• **Provided passage**
%%
It is totally worth it

I know I am the first to complain about being a parent, how tiring it is, and how absolutely frustrating, infuriating and baffling it can be. But, it is also one of the most awesome things I get to do. Here are a few of the highlights, or what I like to think of as the primary reasons I don’t murder myself.

How fast can you go?

They have installed a solar powered radar on our street that displays your speed as you drive by. If you are over the speed limit, a sad face is also displayed, if you are under the speed limit, there is some congratulatory expression thanking you for being a decent human being and not driving recklessly in both a residential and school zone.

A few weekends ago, Crazy was on his scooter and went flying by this stretch of the road (on the sidewalk of course), and registered 12 km per hour. There were no cars, this really was my crazy son. This morning we went for a walk, but didn’t make it too far because Hubby and Crazy took turns running down the sidewalk as fast as they could over this stretch to see how fast they could run. Crazy had a personal best of 10 km/h, and Hubby 20 km/h. Note: if you run on the right most side of the sidewalk, the radar doesn’t see you. This was the sad lesson Hubby had to learn when he gave it his all in a final attempt to break into the 20s.

How will Santa get to us?
%%
• **Provided material**
%%
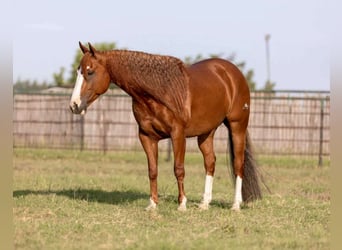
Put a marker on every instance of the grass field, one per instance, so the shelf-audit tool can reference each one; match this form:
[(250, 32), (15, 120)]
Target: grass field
[(88, 200)]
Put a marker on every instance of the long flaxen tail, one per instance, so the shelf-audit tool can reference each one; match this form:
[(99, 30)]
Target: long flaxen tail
[(252, 178)]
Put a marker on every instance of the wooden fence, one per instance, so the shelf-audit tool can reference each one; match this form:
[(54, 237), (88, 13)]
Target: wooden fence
[(282, 122)]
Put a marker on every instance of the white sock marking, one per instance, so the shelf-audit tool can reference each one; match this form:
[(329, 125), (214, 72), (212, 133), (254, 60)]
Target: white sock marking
[(151, 206), (76, 94), (182, 206), (208, 188), (238, 194)]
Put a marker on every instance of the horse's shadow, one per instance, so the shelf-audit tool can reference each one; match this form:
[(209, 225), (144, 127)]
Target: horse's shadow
[(90, 195), (113, 197)]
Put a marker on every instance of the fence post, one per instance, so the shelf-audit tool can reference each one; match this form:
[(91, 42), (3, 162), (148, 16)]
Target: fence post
[(320, 157), (168, 156)]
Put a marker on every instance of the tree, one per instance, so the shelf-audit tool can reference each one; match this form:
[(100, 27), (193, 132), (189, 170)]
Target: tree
[(249, 74)]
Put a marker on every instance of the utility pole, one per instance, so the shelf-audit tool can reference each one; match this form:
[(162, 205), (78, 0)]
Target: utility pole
[(267, 39)]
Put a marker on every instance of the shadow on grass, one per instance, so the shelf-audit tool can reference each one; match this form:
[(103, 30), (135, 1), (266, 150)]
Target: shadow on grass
[(91, 195)]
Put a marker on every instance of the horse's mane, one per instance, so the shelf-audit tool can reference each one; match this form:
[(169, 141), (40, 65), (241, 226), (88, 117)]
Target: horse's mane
[(163, 78)]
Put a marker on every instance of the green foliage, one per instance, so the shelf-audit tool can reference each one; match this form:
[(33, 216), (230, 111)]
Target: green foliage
[(85, 200)]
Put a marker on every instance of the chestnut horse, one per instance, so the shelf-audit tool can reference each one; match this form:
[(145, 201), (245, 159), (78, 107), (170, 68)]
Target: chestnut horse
[(171, 100)]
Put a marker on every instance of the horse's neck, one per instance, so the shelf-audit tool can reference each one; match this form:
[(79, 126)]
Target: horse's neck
[(120, 74)]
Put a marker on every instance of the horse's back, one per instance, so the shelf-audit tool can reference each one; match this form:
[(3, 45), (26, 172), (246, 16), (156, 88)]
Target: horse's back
[(218, 90)]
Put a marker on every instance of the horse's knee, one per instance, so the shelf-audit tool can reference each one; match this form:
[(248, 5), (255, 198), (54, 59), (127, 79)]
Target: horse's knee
[(239, 166), (179, 171), (209, 163), (153, 173)]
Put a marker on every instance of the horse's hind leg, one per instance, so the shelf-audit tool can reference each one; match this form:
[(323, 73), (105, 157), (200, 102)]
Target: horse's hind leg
[(238, 137), (179, 143), (151, 149), (205, 143)]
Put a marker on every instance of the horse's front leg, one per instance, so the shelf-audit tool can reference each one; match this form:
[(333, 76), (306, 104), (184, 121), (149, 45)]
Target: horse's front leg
[(151, 149), (179, 143)]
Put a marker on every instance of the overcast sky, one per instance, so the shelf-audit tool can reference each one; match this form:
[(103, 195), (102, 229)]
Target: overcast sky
[(46, 34)]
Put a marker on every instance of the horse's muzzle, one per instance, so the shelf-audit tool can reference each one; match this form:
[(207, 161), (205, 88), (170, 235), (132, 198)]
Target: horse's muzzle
[(76, 109)]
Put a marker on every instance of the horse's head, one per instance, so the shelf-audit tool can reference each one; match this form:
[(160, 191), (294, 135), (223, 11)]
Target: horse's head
[(92, 80)]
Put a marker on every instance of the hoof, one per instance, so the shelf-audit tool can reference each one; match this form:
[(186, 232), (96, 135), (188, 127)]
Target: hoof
[(182, 205), (181, 208), (203, 206), (152, 206), (236, 207)]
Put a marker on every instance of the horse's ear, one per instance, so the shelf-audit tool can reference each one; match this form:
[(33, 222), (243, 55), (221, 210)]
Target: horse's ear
[(92, 49), (83, 48)]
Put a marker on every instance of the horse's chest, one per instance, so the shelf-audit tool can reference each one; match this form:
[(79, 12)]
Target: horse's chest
[(153, 120)]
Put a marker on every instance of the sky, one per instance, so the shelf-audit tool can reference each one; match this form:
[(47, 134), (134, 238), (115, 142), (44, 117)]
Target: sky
[(46, 35)]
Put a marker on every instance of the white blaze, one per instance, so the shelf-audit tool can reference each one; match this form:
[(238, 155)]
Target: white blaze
[(76, 94)]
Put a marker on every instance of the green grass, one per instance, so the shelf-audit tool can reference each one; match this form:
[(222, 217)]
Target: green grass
[(88, 200)]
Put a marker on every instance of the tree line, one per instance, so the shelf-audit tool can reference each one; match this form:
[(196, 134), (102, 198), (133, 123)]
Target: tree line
[(62, 78)]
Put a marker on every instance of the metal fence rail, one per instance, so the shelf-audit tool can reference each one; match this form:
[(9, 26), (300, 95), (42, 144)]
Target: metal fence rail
[(281, 123)]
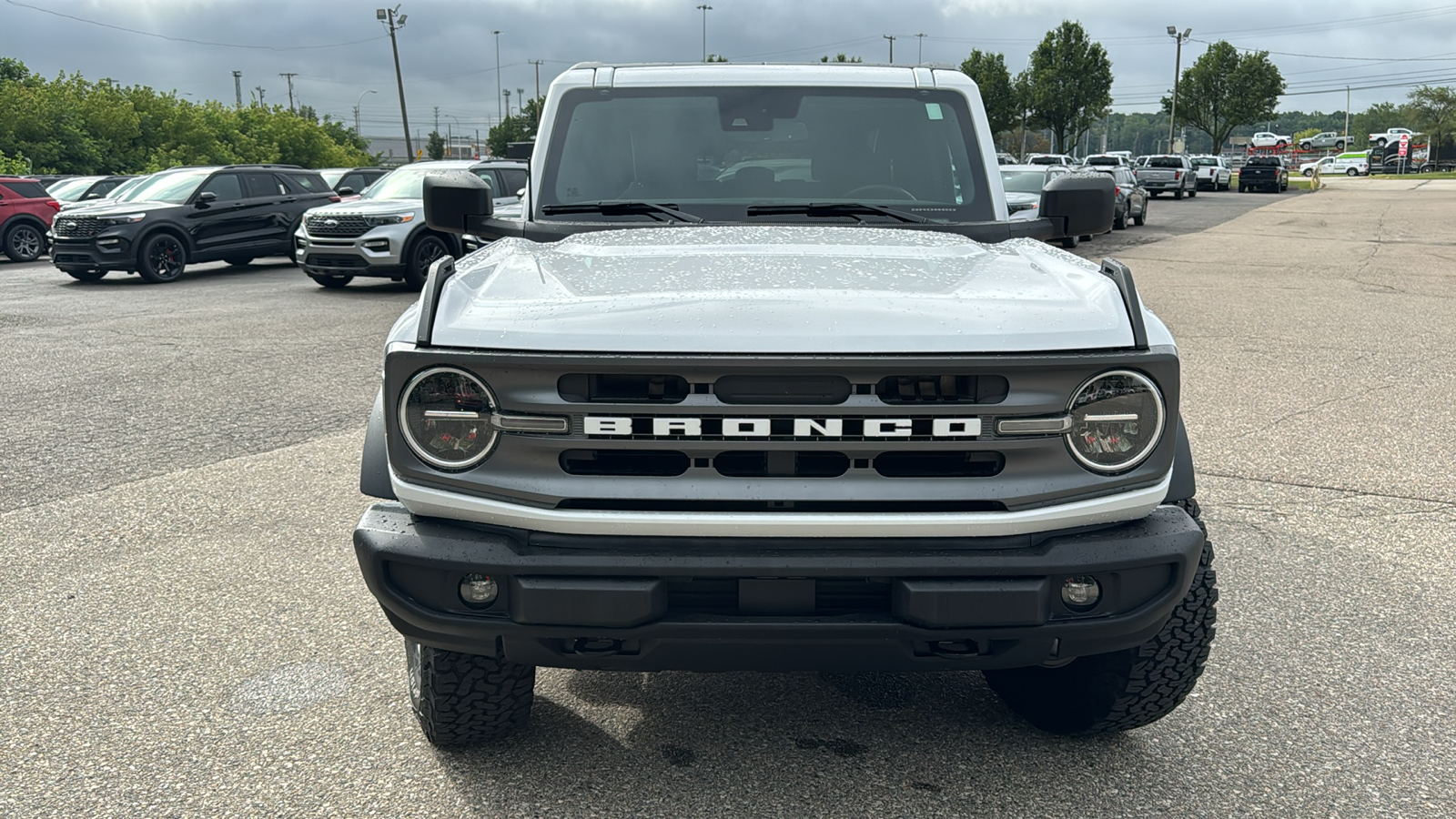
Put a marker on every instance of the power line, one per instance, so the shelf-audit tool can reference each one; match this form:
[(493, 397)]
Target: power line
[(184, 38)]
%%
• **Requirements**
A - Answer these from the parenting post, one line each:
(i) What powers the radar installed on the street?
(ii) What speed did Crazy register when he rode his scooter past the radar?
(iii) What was Crazy's personal best when running past it?
B - Carry on writing the parenting post from the point where it stops.

• **Task-by-task answers**
A -
(i) Solar power.
(ii) 12 km per hour.
(iii) 10 km/h.

B -
I am a huge fan of everything Christmas, except actual Christmas Day ( for another post). I have managed to get Crazy into the same kind of crazy Christmas mood as myself. He and I have read Christmas books, made decorations and watched wonderful Christmas movies pretty much since his birthday mid-November. This past week however, he was quite concerned about the fact that we have no fireplace, and so there was no way for Santa to get to us. To right this wrong, all four of us sat down and made one (I am sucking Hubby and Squishy into my Christmas decorating frenzy as well – queue evil laugh).

This way Santa will be able to make it to our house.

This way Santa will be able to make it to our house.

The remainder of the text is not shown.